_Текст для чтения_

Онучино расположено в двадцати семи километрах северо-восточнее Дивеева. И, как многие окрестные села, возникло в 1552 году во время третьего похода Ивана Грозного на Казань. С 1559 года им уже владел богатей Савва Онучин, чье имя и осталось в местной историографии. Но пока машина, потряхивая на не шибко ровном асфальте, везла нас в село, я думал не о его истории – мне отчего-то вспоминались строчки из стихотворения Евгения Евтушенко «Карликовые берёзы»
Начало прошлого века. Обычное село на юге Нижегородчины. Фрося, как бы сказали сегодня, - инвалид детства. Рост метр двадцать, маленькие ручки, жила, как все, никому из людей не мешая, на том конце села, что именовался Анцевкой ( по имени помещиков Ансиевых). Шила на швейной машинке одежду для односельчан да продавала вишню в том конце села, где стоял дом помещицы Егоровой. И вся её судьба уместилась в пару абзацев краеведческой книги «Пять веков Дивеевской земли»: «Ефросинья (Фросенька) Шиганова была несчастной от рождения – рост лилипутки. Утешение она нашла в должности старосты сельской церкви. Был у неё густой, неухоженный вишневый сад, позволявший ей немного под зарабатывать на продаже ягод на другом конце села – Егоровом, обеднённом садами. Нередко можно было видеть Фросеньку с ведром вишни, которую охотно покупали по недорогой цене. И раскулачили одинокую и несчастную Фросеньку, сослали на Соловки, откуда она не вернулась».
Местные жители, конечно же, жалели Фросю, втихомолку возмущались: «За что взяли убогонькую! За ягоды из своего же сада!» Вот, собственно, и вся история её короткой жизни.
Да не за вишню, конечно, не за сладкую ягоду упекли маленькую Фросю на Соловки, где и сгинула она безвозвратно. А за веру.
Мы ходили по сырым от дождя улицам Онучина от дома к дому, ведомые Людмилой Ивановной Фуриной и Валентиной Ивановной Липиной, сидели с ними в сельской библиотеке в гостях у Надежды Алексеевны Букаревой, и все пытались понять, за что же так наказала Фросю советская власть.
Вся родня Фросеньки была очень набожной. Дед пел на клиросе, мать – в церковном хоре. И девочку туда же привлекли. Там она и нашла свое призвание. Краеведы утверждают, что после разорения Саровского монастыря обоз под охраной НКВ -Дешников с мощами преподобного Серафима остановился именно в Онучине, около храма Воскресения Господня «ночевать и кормить лошадей». Об этом вспоминала монахиня Дивеевской обители Серафима Булгакова.
Когда в тридцатые годы стали расхристанные пролетарии требовать ключи от того самого храма, чтоб разорить его, сосед Фросеньки – Дмитрий Федорович Минов сообразил передать ей ключи в надежде на то, что «у убогой не отымут и ничего с ней сделать не посмеют». Отняли. Посмели.

_Задание A_
Изложите текст об Онучине и Фросе Шигановой в двух предложениях.
_Задание B_
С какого года, согласно тексту об Онучине и Фросе Шигановой, селом владел Савва Онучин?
_Задание C_
Продолжите текст об Онучине и Фросе Шигановой, начав сразу после его последнего предложения.

_Исходные данные_

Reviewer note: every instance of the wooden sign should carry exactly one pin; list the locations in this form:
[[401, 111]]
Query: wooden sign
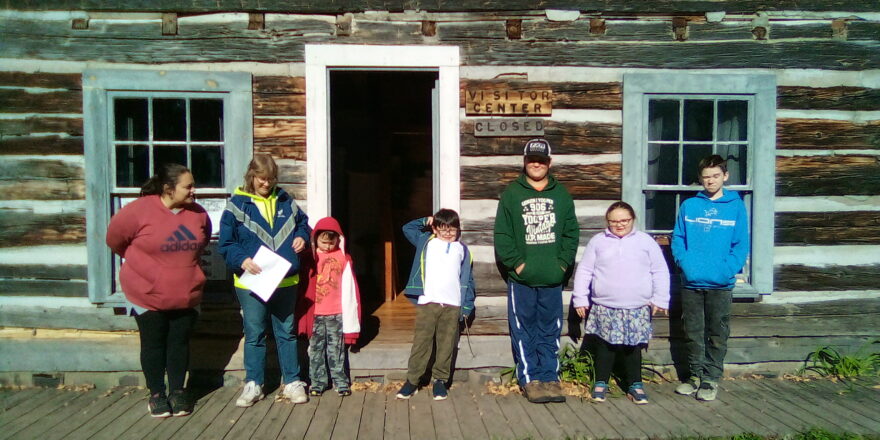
[[498, 102], [508, 127]]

_Ответ A_
В селе Онучино, возникшем в 1552 году, жила Ефросинья (Фрося) Шиганова ростом метр двадцать. Она шила одежду односельчанам, продавала вишню из своего сада и стала старостой сельской церкви, а в тридцатые годы её раскулачили и сослали на Соловки, откуда она не вернулась, причём, по словам автора, наказали её за веру, а не за вишню.

_Ответ B_
С 1559 года.

_Ответ C_
Как же схожи судьбы Фросеньки из Онучина и святых мучениц из Суворова – Евдокии, Дарии, Дарии и Марии, думал я, слушая онучинских женщин. Впрочем, не избежали беды и другие верующие. Дмитрий Федорович Минов воевал еще в Первую мировую, имел Георгиевский крест и иные награды; служил в Красной армии… Ему родня да соседи шепчут: «Спрячься, схоронись, не найдут тебя и уедут восвояси». Он отвечал: «Я ничего дурного не совершал, мне бояться нечего, прятаться ни от кого не буду. А если чего, - там, в НКВД, разберутся».
Разобрались. Приехали, арестовали, отвезли в Горький и расстреляли на Бугровском кладбище в том же 37-м году вместе с такими же придуманными «врагами народа». Сослали на каторгу и там расстреляли и любимого онучинцами иерея Ивана Ивановича Касаткина. Пять лет назад приезжал а Онучино его внук. Пожертвовал денег на восстановление храма, где служил дедушка, и попросил помолиться за него.
А храм действительно вновь открыли - в 1994 году.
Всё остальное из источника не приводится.